### WORK REQUEST
Write down every entry below once more, exactly.

== TASK MATERIAL ==

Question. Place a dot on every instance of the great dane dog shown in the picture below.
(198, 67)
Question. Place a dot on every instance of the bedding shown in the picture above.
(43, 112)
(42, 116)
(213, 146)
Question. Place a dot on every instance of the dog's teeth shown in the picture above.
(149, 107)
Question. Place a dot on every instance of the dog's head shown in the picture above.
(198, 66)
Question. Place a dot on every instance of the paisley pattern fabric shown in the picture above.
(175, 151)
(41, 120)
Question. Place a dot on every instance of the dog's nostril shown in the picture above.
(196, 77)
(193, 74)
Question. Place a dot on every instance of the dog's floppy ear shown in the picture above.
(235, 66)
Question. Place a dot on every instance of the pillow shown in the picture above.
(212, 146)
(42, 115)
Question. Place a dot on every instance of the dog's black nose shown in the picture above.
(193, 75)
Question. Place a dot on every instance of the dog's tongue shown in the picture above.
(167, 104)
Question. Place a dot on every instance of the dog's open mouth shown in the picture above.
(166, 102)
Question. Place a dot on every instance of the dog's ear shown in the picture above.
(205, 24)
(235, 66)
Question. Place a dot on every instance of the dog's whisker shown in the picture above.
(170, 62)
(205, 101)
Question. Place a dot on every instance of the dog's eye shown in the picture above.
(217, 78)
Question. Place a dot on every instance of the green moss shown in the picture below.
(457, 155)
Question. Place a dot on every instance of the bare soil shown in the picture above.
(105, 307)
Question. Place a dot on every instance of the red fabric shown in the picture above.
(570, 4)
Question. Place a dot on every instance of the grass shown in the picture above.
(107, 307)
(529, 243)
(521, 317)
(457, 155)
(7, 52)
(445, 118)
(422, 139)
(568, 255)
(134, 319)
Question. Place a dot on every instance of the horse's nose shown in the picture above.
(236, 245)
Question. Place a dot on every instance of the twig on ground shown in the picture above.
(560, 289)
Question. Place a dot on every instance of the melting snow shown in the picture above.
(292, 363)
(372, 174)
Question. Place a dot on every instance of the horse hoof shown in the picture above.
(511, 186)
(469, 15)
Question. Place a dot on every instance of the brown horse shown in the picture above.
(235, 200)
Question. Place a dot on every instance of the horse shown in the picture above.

===

### FINISHED EXERCISE
Question. Place a dot on every instance of the great dane dog shown in the picture below.
(198, 67)
Question. Place a dot on every instance of the bedding shown in the picture above.
(43, 112)
(42, 116)
(213, 146)
Question. Place a dot on every instance of the dog's teeth shown in the picture above.
(149, 107)
Question. Place a dot on every instance of the dog's head shown in the picture above.
(198, 66)
Question. Place a dot on every instance of the paisley pattern fabric shown in the picture above.
(175, 151)
(41, 120)
Question. Place a dot on every instance of the dog's nostril shown in the picture above.
(196, 77)
(193, 74)
Question. Place a dot on every instance of the dog's floppy ear shown in the picture above.
(235, 66)
Question. Place a dot on every instance of the pillow shown in the picture above.
(212, 146)
(42, 115)
Question. Place a dot on every instance of the dog's black nose shown in the picture above.
(193, 75)
Question. Place a dot on every instance of the dog's tongue shown in the picture above.
(167, 104)
Question. Place a dot on every instance of the dog's open mouth shown in the picture above.
(166, 102)
Question. Place a dot on every instance of the dog's ear shown in the picture above.
(205, 24)
(235, 66)
Question. Place a dot on every instance of the dog's whisker shown in the picture above.
(170, 62)
(205, 101)
Question. Place a dot on every instance of the dog's eye shown in the picture above.
(217, 78)
Question. Place a dot on every instance of the green moss shown in the picture below.
(457, 155)
Question. Place a dot on every instance of the bare soil shown in the picture above.
(105, 307)
Question. Place a dot on every instance of the red fabric shown in the picture above.
(570, 4)
Question. Place a dot on every instance of the grass shown in the picture above.
(107, 307)
(529, 243)
(521, 317)
(457, 155)
(7, 52)
(445, 118)
(422, 139)
(568, 255)
(134, 319)
Question. Place a dot on every instance of the horse's nose shown in the picture above.
(236, 245)
Question. Place a dot on every instance of the twig on ground shown in the picture above.
(560, 289)
Question. Place a dot on every instance of the melting snow shown in the picture above.
(292, 363)
(372, 174)
Question. Place a dot on every instance of the horse hoof shown in the picture above.
(511, 186)
(469, 15)
Question. Place a dot on every instance of the brown horse shown in the picture above.
(235, 200)
Question. Place a dot on every instance of the horse shown in the picture above.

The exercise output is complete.